Search each line below for "metal", then return the lines where it appears.
----- GIVEN INFORMATION
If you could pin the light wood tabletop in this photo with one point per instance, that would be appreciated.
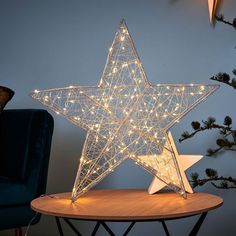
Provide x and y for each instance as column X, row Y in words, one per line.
column 126, row 205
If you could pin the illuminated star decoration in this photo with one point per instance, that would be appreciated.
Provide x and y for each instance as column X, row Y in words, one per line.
column 184, row 162
column 212, row 6
column 125, row 116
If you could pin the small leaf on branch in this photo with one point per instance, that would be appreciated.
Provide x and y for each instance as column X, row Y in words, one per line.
column 222, row 142
column 227, row 121
column 184, row 135
column 195, row 125
column 209, row 122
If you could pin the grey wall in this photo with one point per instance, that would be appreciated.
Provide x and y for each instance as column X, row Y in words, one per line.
column 49, row 44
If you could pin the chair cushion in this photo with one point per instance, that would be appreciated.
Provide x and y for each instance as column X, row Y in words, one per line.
column 13, row 192
column 6, row 95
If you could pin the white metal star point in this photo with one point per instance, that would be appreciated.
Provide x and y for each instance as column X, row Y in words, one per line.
column 184, row 162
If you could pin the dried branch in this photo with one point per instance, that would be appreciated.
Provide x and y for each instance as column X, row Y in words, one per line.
column 225, row 78
column 218, row 182
column 228, row 135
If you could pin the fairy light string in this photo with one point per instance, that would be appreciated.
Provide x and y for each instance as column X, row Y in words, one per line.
column 125, row 117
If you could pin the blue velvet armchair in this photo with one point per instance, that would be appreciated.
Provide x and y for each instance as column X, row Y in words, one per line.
column 25, row 142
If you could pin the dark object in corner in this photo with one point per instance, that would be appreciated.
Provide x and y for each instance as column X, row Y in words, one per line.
column 25, row 142
column 6, row 95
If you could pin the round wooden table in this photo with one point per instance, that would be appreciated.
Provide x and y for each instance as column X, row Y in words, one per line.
column 126, row 205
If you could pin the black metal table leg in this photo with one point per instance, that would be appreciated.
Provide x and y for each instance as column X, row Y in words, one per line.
column 95, row 229
column 72, row 226
column 129, row 228
column 165, row 228
column 59, row 226
column 198, row 224
column 107, row 228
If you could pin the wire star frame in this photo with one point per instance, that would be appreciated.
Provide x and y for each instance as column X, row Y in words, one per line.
column 125, row 116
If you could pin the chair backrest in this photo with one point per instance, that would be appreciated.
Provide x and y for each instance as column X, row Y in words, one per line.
column 25, row 142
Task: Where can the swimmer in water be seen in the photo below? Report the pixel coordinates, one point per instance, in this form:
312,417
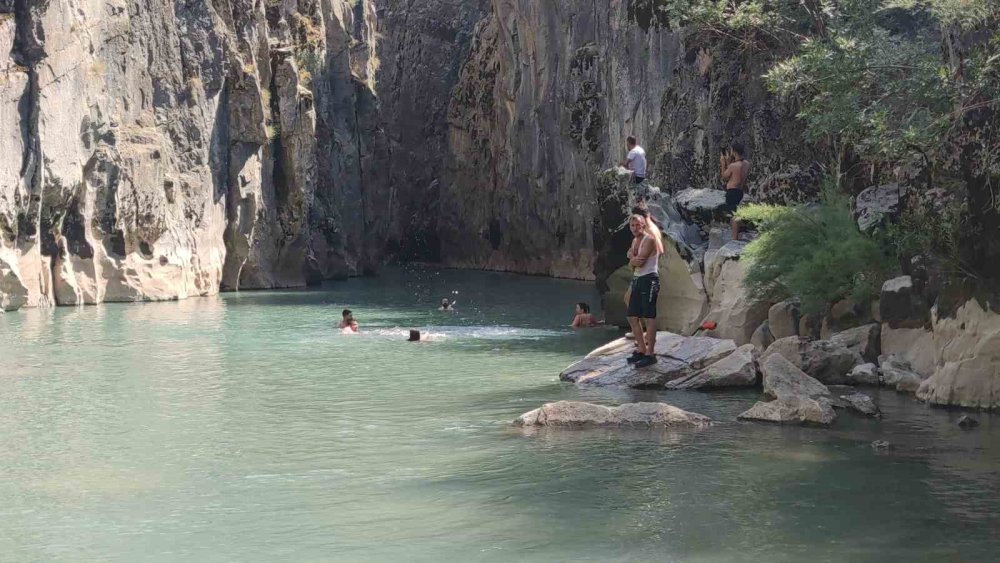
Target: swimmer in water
583,318
347,324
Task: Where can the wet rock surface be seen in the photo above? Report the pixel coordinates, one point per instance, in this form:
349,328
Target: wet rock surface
578,414
795,397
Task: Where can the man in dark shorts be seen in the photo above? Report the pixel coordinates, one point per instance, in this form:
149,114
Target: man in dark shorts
644,259
734,170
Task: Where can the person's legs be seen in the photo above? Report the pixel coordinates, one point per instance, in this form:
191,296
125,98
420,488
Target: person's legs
650,336
640,341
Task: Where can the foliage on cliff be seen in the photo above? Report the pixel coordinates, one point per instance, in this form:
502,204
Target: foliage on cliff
813,252
904,91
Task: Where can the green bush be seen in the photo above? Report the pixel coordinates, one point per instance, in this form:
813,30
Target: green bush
815,253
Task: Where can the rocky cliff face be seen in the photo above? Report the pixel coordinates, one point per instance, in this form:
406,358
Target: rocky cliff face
549,93
159,149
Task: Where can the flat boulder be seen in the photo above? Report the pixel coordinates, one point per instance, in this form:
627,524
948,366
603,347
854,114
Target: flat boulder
577,414
738,369
898,374
824,360
866,340
795,397
791,411
699,203
677,356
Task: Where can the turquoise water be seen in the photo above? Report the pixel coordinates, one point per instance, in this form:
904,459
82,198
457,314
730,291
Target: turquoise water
245,427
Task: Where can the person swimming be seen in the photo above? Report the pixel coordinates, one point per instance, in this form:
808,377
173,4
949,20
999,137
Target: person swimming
347,323
583,318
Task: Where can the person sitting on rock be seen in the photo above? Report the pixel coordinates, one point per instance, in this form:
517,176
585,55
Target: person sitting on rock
734,170
644,291
583,318
635,160
347,323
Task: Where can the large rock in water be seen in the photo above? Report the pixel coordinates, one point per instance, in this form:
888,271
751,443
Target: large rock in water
738,369
677,356
572,413
700,203
736,314
968,373
899,374
900,306
826,361
797,398
865,340
783,319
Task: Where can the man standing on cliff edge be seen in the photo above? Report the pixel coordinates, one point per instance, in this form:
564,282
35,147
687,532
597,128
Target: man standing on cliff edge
636,160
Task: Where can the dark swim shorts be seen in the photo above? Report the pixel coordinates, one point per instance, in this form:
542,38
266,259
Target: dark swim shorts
733,198
642,301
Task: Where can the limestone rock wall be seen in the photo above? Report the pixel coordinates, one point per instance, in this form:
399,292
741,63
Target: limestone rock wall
547,96
160,149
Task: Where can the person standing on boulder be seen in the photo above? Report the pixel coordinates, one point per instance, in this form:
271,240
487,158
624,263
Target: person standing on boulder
734,170
645,289
635,160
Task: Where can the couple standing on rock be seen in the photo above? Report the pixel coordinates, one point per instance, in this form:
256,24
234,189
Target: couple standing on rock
644,257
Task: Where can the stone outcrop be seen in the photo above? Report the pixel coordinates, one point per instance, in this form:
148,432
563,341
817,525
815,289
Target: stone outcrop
900,306
548,95
576,414
795,397
898,373
783,319
967,360
865,374
677,356
824,360
738,369
861,403
866,340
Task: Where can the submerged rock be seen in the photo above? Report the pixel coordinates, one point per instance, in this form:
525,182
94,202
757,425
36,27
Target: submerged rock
573,413
797,398
881,446
966,422
677,356
827,361
865,374
738,369
861,403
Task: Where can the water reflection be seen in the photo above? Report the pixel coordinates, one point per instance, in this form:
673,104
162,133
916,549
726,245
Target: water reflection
244,427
----------
● **REPLY TO THE EXERCISE**
If you could pin the white metal star point in this photo with one point per instance, that would be appreciated.
If you could pin the black metal table leg in this photo with one point per instance, that would be appreciated.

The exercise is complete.